──────── STORED DATA ────────

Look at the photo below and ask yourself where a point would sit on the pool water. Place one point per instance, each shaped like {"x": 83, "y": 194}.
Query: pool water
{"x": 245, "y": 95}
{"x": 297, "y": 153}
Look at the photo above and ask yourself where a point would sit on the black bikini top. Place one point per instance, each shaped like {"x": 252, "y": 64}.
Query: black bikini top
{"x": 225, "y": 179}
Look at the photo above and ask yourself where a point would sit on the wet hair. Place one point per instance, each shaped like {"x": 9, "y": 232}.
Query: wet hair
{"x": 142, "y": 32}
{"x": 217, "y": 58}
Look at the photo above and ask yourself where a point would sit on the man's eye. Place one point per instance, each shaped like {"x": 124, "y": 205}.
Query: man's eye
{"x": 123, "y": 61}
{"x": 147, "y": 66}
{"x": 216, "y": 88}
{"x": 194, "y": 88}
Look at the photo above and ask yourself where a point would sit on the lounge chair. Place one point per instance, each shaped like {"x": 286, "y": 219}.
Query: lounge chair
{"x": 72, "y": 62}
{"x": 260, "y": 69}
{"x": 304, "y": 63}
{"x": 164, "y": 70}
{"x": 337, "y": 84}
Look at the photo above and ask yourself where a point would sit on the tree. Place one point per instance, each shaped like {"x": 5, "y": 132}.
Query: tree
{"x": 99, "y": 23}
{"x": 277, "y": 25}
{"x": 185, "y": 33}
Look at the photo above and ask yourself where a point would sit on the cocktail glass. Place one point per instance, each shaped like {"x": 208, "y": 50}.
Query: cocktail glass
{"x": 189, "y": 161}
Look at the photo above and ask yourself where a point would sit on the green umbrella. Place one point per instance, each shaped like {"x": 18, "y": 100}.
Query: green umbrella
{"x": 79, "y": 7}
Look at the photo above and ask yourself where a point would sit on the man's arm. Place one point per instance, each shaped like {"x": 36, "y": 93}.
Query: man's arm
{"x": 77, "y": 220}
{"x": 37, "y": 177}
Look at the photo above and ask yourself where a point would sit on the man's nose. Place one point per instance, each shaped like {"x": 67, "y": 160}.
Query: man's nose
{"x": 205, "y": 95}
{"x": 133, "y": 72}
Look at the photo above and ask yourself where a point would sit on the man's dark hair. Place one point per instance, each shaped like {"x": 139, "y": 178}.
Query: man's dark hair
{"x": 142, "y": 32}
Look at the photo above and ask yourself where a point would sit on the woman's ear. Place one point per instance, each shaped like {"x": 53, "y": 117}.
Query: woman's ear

────────

- [TASK REQUIREMENTS] Everything in the data above must be reproduced exactly.

- [EXPECTED ANSWER]
Look at the photo below and ask yourself where a point would sit on the pool water. Place one point per instance, each shaped like {"x": 83, "y": 194}.
Query: pool water
{"x": 245, "y": 95}
{"x": 297, "y": 153}
Look at the photo above and ask yourself where a point would sit on the black bikini top. Place one point per instance, each shaped like {"x": 252, "y": 64}.
Query: black bikini top
{"x": 225, "y": 179}
Look at the photo above and ask yourself where a point would sit on the wet hair. Place one point per instance, each shaped like {"x": 9, "y": 232}.
Query: wet hair
{"x": 142, "y": 32}
{"x": 217, "y": 58}
Look at the photo above and ask yourself where a point would sit on the man's eye. Place one point per instance, each shaped like {"x": 124, "y": 205}.
Query: man's eye
{"x": 123, "y": 61}
{"x": 147, "y": 66}
{"x": 216, "y": 88}
{"x": 194, "y": 88}
Look at the photo above and ask yourself where a point would sit on the lounge chair. Place one point per instance, each shaped like {"x": 286, "y": 219}.
Query: lounge chair
{"x": 72, "y": 62}
{"x": 260, "y": 69}
{"x": 304, "y": 63}
{"x": 164, "y": 70}
{"x": 337, "y": 84}
Look at the photo above and ask yourself where a point would sit on the tree. Place one point per instance, each shaped like {"x": 5, "y": 132}.
Query: tree
{"x": 99, "y": 23}
{"x": 277, "y": 25}
{"x": 185, "y": 33}
Look at the photo above and ask yourself where a point would sit on the cocktail glass. Place one point per instance, each shaped like {"x": 208, "y": 50}.
Query: cocktail glass
{"x": 189, "y": 161}
Look at the photo above and ask yourself where a point would sit on the green umbrella. Place one point per instance, each shaped like {"x": 18, "y": 100}.
Query: green umbrella
{"x": 79, "y": 7}
Look at the photo above and ask yourself where a point would sit on the man's arm. Place one point per instance, each shaped like {"x": 36, "y": 93}.
Query: man's arm
{"x": 77, "y": 220}
{"x": 37, "y": 177}
Look at the photo above and ask yourself where a point would sit on the man's nose. Place one point per instance, each shaped like {"x": 67, "y": 160}.
Query: man's nose
{"x": 205, "y": 95}
{"x": 133, "y": 72}
Look at the photo above and ask yourself where a point would sit on the man's dark hair. Place one point per instance, each shaped like {"x": 139, "y": 178}.
Query: man's dark hair
{"x": 142, "y": 32}
Look at the photo above and ask yourself where a point would sit on the woman's ear. Place one point per instance, each shaped like {"x": 53, "y": 117}.
Query: woman's ear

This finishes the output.